[JOB]:
Reproduce verbatim the lines of the listing below, starting at the line that contains "of the pair" and ending at the line that contains "column 88, row 112", with both of those lines included.

[SUPPLIED ENTRIES]:

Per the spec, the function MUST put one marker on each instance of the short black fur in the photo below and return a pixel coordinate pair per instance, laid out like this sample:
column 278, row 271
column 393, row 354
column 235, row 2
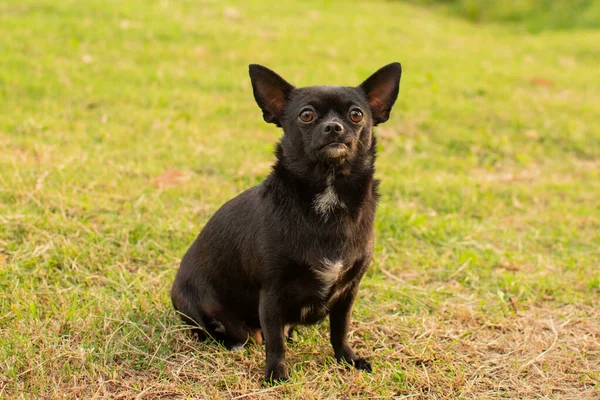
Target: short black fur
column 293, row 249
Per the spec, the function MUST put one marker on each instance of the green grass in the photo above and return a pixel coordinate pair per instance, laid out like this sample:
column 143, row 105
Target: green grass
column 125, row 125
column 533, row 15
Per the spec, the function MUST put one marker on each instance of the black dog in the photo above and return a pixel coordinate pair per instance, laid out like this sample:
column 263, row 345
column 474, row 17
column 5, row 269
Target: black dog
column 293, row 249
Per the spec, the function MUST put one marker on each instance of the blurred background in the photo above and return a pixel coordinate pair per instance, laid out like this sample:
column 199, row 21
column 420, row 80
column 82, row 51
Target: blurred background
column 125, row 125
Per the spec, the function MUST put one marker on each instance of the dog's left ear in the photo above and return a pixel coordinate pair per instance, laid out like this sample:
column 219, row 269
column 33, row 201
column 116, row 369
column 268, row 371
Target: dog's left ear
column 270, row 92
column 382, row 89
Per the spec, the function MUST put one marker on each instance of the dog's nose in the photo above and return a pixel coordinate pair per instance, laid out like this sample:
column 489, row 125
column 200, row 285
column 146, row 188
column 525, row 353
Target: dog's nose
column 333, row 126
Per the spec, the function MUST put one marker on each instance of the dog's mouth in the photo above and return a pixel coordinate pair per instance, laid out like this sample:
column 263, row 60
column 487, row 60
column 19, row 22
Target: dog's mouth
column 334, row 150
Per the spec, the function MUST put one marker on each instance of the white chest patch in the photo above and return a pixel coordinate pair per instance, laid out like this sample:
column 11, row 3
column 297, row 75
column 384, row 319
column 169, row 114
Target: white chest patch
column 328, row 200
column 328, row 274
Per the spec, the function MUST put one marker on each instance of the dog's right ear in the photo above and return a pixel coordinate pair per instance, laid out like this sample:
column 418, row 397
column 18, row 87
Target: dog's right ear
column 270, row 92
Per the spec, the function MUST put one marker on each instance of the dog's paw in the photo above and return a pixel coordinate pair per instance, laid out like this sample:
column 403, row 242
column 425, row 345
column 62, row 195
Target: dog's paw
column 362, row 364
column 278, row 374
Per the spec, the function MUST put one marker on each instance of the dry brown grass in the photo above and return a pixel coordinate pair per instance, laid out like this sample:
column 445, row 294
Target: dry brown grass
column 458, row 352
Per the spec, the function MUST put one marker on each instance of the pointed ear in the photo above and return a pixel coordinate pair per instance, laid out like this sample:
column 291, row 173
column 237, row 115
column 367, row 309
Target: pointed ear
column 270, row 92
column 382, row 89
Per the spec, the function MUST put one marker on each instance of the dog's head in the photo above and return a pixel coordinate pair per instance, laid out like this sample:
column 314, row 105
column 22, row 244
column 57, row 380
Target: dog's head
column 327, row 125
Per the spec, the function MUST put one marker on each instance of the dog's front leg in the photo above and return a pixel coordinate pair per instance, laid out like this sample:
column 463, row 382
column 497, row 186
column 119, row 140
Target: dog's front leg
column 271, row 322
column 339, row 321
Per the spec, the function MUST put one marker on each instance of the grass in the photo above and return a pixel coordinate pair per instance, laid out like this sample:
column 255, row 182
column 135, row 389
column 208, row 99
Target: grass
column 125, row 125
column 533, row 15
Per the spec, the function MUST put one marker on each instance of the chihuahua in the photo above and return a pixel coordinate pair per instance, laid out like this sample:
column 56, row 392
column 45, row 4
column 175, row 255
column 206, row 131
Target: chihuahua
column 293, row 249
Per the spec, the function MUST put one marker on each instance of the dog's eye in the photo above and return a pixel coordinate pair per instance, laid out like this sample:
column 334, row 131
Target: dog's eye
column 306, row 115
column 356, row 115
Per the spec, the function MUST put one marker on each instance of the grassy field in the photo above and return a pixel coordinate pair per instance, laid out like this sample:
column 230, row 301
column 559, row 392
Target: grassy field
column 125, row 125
* * *
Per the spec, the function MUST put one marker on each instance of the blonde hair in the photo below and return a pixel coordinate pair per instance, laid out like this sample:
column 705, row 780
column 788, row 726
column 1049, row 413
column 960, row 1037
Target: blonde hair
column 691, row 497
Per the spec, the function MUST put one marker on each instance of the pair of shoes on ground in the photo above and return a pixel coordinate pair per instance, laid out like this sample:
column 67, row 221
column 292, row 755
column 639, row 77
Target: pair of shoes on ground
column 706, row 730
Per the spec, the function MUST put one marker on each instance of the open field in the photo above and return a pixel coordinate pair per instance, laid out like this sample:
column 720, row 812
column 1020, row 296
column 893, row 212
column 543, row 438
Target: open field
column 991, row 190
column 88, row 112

[TASK ANSWER]:
Per the spec, the function MUST put one marker on each instance of the pair of shoes on ground in the photo above and return a pixel coordinate pair per instance, laid out like this sample:
column 67, row 221
column 292, row 755
column 639, row 77
Target: pair of shoes on ground
column 706, row 730
Per the spec, the function MUST put one marker on each instance of the open field in the photo above and return a pixel coordinate pair per instance, laid out like this sample:
column 720, row 812
column 1020, row 296
column 893, row 212
column 543, row 438
Target: open field
column 991, row 190
column 88, row 112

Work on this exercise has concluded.